- DIRECTION -
Please copy the records below word for word, keeping every line as it is.

- TASK INPUT -
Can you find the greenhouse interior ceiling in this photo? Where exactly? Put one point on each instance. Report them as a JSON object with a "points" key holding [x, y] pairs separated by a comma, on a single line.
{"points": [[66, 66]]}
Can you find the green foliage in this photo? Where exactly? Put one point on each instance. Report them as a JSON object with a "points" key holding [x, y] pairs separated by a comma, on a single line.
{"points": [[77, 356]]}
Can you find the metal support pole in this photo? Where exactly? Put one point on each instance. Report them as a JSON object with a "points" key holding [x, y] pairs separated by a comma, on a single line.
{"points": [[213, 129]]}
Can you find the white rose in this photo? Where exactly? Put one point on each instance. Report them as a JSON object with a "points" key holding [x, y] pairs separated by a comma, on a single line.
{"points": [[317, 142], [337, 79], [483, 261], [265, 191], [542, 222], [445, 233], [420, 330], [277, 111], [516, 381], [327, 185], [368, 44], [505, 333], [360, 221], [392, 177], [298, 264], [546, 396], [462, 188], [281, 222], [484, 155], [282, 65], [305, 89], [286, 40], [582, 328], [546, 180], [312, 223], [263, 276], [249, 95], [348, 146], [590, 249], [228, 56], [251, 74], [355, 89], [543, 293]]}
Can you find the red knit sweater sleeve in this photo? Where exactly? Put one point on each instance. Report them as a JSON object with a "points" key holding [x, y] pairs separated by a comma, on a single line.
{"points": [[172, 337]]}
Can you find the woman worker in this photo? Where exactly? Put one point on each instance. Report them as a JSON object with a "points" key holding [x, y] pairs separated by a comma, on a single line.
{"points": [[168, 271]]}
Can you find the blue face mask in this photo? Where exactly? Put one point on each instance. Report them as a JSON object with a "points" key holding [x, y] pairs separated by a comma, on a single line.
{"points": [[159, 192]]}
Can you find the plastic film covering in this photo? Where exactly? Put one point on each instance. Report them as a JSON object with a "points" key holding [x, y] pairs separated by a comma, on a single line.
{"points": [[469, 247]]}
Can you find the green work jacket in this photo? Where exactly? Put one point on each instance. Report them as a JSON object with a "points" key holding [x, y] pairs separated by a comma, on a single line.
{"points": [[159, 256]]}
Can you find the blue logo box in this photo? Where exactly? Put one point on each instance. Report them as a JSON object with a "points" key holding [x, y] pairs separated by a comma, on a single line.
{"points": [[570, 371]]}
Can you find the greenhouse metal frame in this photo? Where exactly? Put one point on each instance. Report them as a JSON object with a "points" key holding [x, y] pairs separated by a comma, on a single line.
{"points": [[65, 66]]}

- SOLVED EXERCISE -
Can you find the greenhouse interior ceiling in this photo? Where exactly? Put one point on each instance. Report them as a JSON object with a "points" key holding [x, y] pairs separated by a comma, on a single line.
{"points": [[66, 66]]}
Can you find the green foliage in this photo? Where exactly? Put one point on each instance. Report them as a JSON object with a "points" key holding [x, y] pairs separated by a comma, on a single line.
{"points": [[77, 356]]}
Can you find the metal support pole in this photo? Where exactly? Put one point on each instance. Report them as a JSON object with a "points" key holding [x, y] pairs separated by a comma, on a single line.
{"points": [[213, 129]]}
Can you find the white rose in this photo? Where exactly? Put one point on each instance. Report them as a JSON object with a "points" key holding [x, y] pairs separated by a comma, on a single line.
{"points": [[317, 142], [337, 79], [483, 261], [265, 191], [542, 222], [445, 233], [420, 330], [277, 111], [516, 381], [327, 185], [368, 44], [505, 333], [360, 221], [392, 177], [298, 264], [546, 396], [462, 188], [281, 222], [484, 155], [282, 65], [305, 89], [286, 40], [582, 328], [546, 180], [312, 223], [263, 276], [249, 95], [348, 146], [590, 249], [228, 56], [251, 74], [355, 89], [543, 293]]}
Can you find the red knit sweater sleeve in this photo? Where exactly? Put one point on each instance. Report them as a JSON object with a "points" key holding [x, y] pairs separated by a comma, on a single line.
{"points": [[172, 337]]}
Can you find the woman worker in this photo? Where exactly? Put one point on each instance. Report them as a JSON object with a "points" key holding [x, y] pairs separated by a comma, on a single line.
{"points": [[168, 271]]}
Can you find the blue face mask in this photo? Where exactly? Put one point on each instance. Report them as a JSON object with a "points" key holding [x, y] pairs separated by a comma, on a single line.
{"points": [[159, 192]]}
Can you find the plastic film covering in this photo? Where exactly? Put one point on each instance. Report them as a JSON object with a "points" key holding [x, y] pairs separated by a comma, on a single line.
{"points": [[469, 247]]}
Can you find the green work jacket in this photo? Where exactly? Put one point on each instance. Report them as a JSON object with a "points" key holding [x, y] pairs separated by a comma, on a single line.
{"points": [[159, 256]]}
Can you find the blue logo box in this photo? Where exactly? Put one point on each instance. Report them as a JSON object with a "points" key holding [x, y] pairs separated by a comma, on a single line.
{"points": [[570, 371]]}
Can you find the greenhouse metal frame in this photo? Where exactly? Put one point on each instance. Report them as a JSON object with a "points" key holding [x, y] pairs separated by a comma, on a single line.
{"points": [[65, 66]]}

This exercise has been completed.